EXERCISE DETAILS —
Please return each entry that follows exactly as given, but without pictures.

---

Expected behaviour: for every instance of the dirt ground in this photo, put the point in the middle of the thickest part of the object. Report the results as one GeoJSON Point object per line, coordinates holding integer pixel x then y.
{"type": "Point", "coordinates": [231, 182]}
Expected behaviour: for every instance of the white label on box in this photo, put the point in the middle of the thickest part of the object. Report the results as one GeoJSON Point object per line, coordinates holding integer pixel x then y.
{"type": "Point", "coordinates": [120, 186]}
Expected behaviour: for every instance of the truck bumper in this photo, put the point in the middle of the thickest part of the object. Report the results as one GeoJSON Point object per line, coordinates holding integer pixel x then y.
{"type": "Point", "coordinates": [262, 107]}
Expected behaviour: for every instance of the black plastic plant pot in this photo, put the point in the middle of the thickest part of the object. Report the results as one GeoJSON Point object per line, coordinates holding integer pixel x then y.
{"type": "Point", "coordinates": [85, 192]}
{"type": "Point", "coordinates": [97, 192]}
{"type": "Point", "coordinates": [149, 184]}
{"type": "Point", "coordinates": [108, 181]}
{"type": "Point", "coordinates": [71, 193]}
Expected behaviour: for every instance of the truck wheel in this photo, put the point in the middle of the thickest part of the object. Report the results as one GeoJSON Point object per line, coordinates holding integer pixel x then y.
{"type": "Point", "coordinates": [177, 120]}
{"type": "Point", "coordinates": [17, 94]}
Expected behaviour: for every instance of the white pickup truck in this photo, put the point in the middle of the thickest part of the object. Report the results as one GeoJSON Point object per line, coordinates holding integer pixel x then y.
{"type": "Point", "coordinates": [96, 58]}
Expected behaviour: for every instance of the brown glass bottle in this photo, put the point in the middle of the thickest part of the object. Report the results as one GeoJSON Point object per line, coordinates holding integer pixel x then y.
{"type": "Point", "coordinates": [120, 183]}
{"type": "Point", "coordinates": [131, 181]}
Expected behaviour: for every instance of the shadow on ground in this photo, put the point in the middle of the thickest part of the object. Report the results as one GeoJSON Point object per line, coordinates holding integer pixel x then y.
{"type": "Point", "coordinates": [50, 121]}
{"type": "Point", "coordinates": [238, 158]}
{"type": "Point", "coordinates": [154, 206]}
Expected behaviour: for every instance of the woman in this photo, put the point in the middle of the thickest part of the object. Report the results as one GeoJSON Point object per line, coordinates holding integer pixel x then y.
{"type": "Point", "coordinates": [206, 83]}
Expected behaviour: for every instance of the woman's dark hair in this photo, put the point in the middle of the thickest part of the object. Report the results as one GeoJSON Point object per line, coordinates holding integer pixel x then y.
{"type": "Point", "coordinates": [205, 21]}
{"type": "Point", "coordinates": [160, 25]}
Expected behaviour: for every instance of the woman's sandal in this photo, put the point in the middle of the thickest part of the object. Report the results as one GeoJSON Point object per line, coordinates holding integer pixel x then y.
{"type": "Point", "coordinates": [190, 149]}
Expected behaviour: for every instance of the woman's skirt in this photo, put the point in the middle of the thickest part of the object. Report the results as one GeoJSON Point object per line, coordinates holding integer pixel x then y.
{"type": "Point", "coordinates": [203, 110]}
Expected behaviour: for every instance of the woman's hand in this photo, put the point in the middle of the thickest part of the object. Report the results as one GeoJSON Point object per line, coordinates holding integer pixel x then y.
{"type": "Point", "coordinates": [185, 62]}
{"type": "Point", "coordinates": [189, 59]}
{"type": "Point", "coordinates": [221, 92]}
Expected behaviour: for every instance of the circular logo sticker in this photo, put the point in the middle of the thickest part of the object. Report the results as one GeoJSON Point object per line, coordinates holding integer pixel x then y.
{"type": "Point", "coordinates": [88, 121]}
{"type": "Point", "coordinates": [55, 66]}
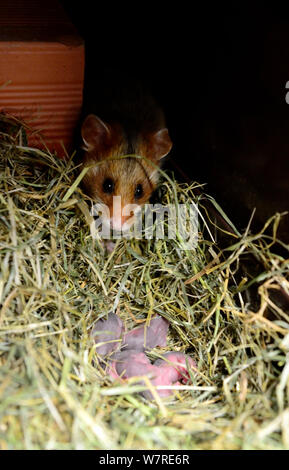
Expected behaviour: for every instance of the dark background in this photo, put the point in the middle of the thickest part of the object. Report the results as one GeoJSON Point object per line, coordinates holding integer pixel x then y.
{"type": "Point", "coordinates": [220, 75]}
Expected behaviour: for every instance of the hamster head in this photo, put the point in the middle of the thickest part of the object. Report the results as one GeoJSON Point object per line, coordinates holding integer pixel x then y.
{"type": "Point", "coordinates": [122, 185]}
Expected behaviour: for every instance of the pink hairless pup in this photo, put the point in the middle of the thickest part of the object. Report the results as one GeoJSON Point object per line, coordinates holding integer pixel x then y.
{"type": "Point", "coordinates": [129, 358]}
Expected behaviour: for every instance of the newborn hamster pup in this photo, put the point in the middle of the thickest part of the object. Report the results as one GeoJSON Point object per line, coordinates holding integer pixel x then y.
{"type": "Point", "coordinates": [130, 125]}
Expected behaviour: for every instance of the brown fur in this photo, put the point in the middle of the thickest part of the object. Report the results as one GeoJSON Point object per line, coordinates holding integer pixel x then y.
{"type": "Point", "coordinates": [104, 143]}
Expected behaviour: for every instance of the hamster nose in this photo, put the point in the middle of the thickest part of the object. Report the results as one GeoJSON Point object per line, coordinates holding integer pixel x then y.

---

ANSWER SPACE —
Expected behaviour: for every instance of the dirt ground in this photo, put the point in the middle of the thickest part of the object. Report the results as one GeoJSON Point object per line, coordinates holding integer pixel x then y.
{"type": "Point", "coordinates": [231, 182]}
Expected behaviour: for every instance of the white label on box in this photo, put the point in the middle of the thickest part of the object. Report the results as one GeoJSON Point object per line, coordinates holding integer pixel x then y.
{"type": "Point", "coordinates": [120, 186]}
Expected behaviour: for every instance of the truck bumper in this photo, put the point in the middle of the thickest part of the object. Report the results as one GeoJSON Point object per line, coordinates holding integer pixel x then y.
{"type": "Point", "coordinates": [262, 107]}
Expected behaviour: for every instance of the black plastic plant pot in this photo, put the point in the middle of the thickest part of the object. Report the results as one GeoJSON Point object per line, coordinates holding integer pixel x then y.
{"type": "Point", "coordinates": [85, 192]}
{"type": "Point", "coordinates": [97, 192]}
{"type": "Point", "coordinates": [149, 184]}
{"type": "Point", "coordinates": [108, 181]}
{"type": "Point", "coordinates": [71, 193]}
Expected behaviour: for every instance of the truck wheel in this photo, put the point in the middle of the thickest part of the object. Report the results as one GeoJSON Point object per line, coordinates holding integer pixel x then y.
{"type": "Point", "coordinates": [177, 120]}
{"type": "Point", "coordinates": [17, 94]}
Expected behaviour: for every instance of the white pickup truck in this photo, put the point in the middle of the thickest part of the object. Report the results as one GeoJSON Point object per line, coordinates holding integer pixel x then y.
{"type": "Point", "coordinates": [96, 58]}
Expected behaviour: for every instance of the brown glass bottle in this photo, put the point in the middle of the thickest part of the object. Report the results as one GeoJSON Point object per line, coordinates holding integer pixel x then y.
{"type": "Point", "coordinates": [120, 183]}
{"type": "Point", "coordinates": [131, 181]}
Expected behaviour: for every instance of the shadow on ground in this photo, put the point in the middle of the thickest part of the object. Report the results as one GeoJSON Point object per line, coordinates holding integer pixel x then y.
{"type": "Point", "coordinates": [50, 121]}
{"type": "Point", "coordinates": [238, 158]}
{"type": "Point", "coordinates": [154, 206]}
Expected behaviour: for every instance of the woman in this photo, put the point in the middle of the thickest part of the object. Report the results as one GeoJSON Point object per line, coordinates holding integer pixel x then y.
{"type": "Point", "coordinates": [206, 83]}
Expected behaviour: for every instance of the woman's dark hair in this photo, put the point in the middle of the thickest part of the object. Report the results as one GeoJSON Point object per line, coordinates holding integer pixel x then y.
{"type": "Point", "coordinates": [205, 21]}
{"type": "Point", "coordinates": [160, 25]}
Expected behaviour: for every instance of the woman's sandal in this photo, put the point in the middle of the thickest part of the object. Report the results as one GeoJSON Point object per line, coordinates holding integer pixel x then y.
{"type": "Point", "coordinates": [190, 149]}
Expected behaviour: for every instance of the woman's skirt in this photo, put the point in the middle of the thickest part of the object. Report the results as one GeoJSON Point object per line, coordinates holding integer pixel x then y.
{"type": "Point", "coordinates": [203, 110]}
Expected behaviour: for every instance of the woman's hand in this photo, put the point in the middle of the thickest part of the object. Report the results as one GeoJSON Point object per line, coordinates holding integer pixel x then y.
{"type": "Point", "coordinates": [185, 62]}
{"type": "Point", "coordinates": [189, 59]}
{"type": "Point", "coordinates": [221, 92]}
Expected behaviour: for every instance of the circular logo sticker in this photo, put the point in the middle of the thickest part of the object. Report the results as one GeoJSON Point object per line, coordinates holding integer pixel x then y.
{"type": "Point", "coordinates": [88, 121]}
{"type": "Point", "coordinates": [55, 66]}
Expected behaviour: for every instance of the dark background in this photo, put the point in the middle of the thickest part of the object. Report the results as one GeoJSON Point object per line, coordinates holding integer pixel x then y.
{"type": "Point", "coordinates": [220, 75]}
Expected behaviour: for every instance of the hamster head in this photo, put the point in the middle of the thickest part of the object. Report the results as one GeoJSON Point object per line, coordinates holding integer pixel x then y.
{"type": "Point", "coordinates": [122, 185]}
Expected behaviour: for every instance of the pink hairless pup in this photo, put the point in the middle of the thickest part of the object. Report the results as one GeoJSON Point object per line, coordinates holding integer pixel x then y.
{"type": "Point", "coordinates": [129, 358]}
Expected behaviour: for every instance of the newborn hamster pup in this photo, put the point in the middle of the thickest part of the object. Report the results as one GeoJSON Point object per line, coordinates holding integer pixel x then y.
{"type": "Point", "coordinates": [130, 125]}
Expected behaviour: for every instance of the brown fur in this photo, put the point in the middle of the thickest part of the object. Report the results as one GeoJSON Point object per line, coordinates holding integer pixel x then y.
{"type": "Point", "coordinates": [104, 143]}
Expected behaviour: for every instance of the hamster nose in this photo, put the point in the middle of the thickest part of the object. Report the results as one GeoJSON Point object per line, coordinates holding integer pixel x then y.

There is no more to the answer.